--- EXERCISE TEXT ---
━━━━━━━━━━━━━━━━━━━━

The Wave Project announces plans to build world’s first

Beach School for vulnerable young people

  • New building on Gwithian Towans beach will be the first purpose-built Beach School for vulnerable children in the world 
  • Beach School is an evidence-based intervention that combines outdoor learning and surfing to help children at risk of exclusion re-engage with learning
  • Local public are invited to consultation event on 15th May

Newquay, 30th April: The UK’s leading surf therapy charity, The Wave Project, has announced plans to build the world’s first purpose-built Beach School to support vulnerable local children who struggle to engage with traditional school lessons and are at risk of permanent exclusion.

The new facility is planned for a site in close proximity to Gwithian Towans beach, in Hayle, Cornwall. Truro-based architects Lavigne Lonsdale have been briefed to lead the design of the facility, with a public consultation on the project to take place on May 15th  from 10am to 5pm outside Sunset Surf at Gwithian Towans, Cornwall. This event is being held outdoors in a Covid-safe setting.

Members of the public from the surrounding area are invited to attend and will have the opportunity to hear The Wave Project and Lavigne Lonsdale present the scheme proposal for the building, and answer questions about the project.

The Wave Project Beach School is an evidence-based intervention that combines outdoor learning and surfing with innovative schemes of work that help children to re-engage with the idea of learning.

The concept is currently in operation at The Wave Project’s local projects across the country – but this would be the first time that a physical facility has been erected for this purpose, and would be the first facility of its type anywhere in the world.

Children currently referred to The Wave Project beach school classes attend for one full day per week during normal school time, providing them with a break from school, and helping them to reset their thinking about learning. Spending most of the day in their wetsuits and learn outside, on the beach and in the sea, children attend lessons devised to incorporate the natural environment in the pupils’ learning.

━━━━━━━━━━━━━━━━━━━━

[Stored data entries]
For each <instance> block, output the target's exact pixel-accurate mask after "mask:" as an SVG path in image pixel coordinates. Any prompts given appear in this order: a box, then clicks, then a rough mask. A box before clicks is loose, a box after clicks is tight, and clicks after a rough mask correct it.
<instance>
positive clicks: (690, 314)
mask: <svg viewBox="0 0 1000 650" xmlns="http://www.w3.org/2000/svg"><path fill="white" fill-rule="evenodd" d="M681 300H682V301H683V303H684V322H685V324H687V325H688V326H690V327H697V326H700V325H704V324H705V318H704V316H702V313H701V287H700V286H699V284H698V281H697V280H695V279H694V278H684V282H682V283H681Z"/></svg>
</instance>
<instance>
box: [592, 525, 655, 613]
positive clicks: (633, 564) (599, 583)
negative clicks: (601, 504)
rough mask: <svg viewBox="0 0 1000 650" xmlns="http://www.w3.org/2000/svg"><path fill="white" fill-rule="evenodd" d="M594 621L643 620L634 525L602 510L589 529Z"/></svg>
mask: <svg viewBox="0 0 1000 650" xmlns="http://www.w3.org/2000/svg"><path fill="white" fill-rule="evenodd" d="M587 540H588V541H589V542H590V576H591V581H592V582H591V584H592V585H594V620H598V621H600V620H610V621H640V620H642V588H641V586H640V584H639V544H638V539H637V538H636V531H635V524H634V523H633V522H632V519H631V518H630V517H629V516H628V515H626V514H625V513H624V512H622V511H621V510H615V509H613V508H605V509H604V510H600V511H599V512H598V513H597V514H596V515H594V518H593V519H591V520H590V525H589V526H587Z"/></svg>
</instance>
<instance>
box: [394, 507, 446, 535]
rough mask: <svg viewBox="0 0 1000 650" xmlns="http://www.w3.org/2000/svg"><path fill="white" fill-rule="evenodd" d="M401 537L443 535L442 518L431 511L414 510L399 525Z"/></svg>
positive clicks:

━━━━━━━━━━━━━━━━━━━━

--- ACTIVITY A ---
Summarize the Beach School announcement in two sentences.
--- ACTIVITY B ---
Rewrite the Beach School announcement starting with "Members of the" and going on through "about the project.", replacing "scheme proposal" with "design proposal".
--- ACTIVITY C ---
List every place name in the Beach School announcement, counting each once and leaving out business names.
The rows have nothing to do with this work.

--- RESPONSE BOX A ---
The Wave Project, a UK surf therapy charity, plans to build the world's first purpose-built Beach School near Gwithian Towans beach in Hayle, Cornwall, for vulnerable children who struggle with traditional lessons and risk permanent exclusion. Beach School is an evidence-based intervention that combines outdoor learning and surfing, and the public is invited to a consultation event on May 15th, where the charity and architects Lavigne Lonsdale will present the proposal.

--- RESPONSE BOX B ---
Members of the public from the surrounding area are invited to attend and will have the opportunity to hear The Wave Project and Lavigne Lonsdale present the design proposal for the building, and answer questions about the project.

--- RESPONSE BOX C ---
Gwithian Towans, Newquay, UK, Hayle, Cornwall, Truro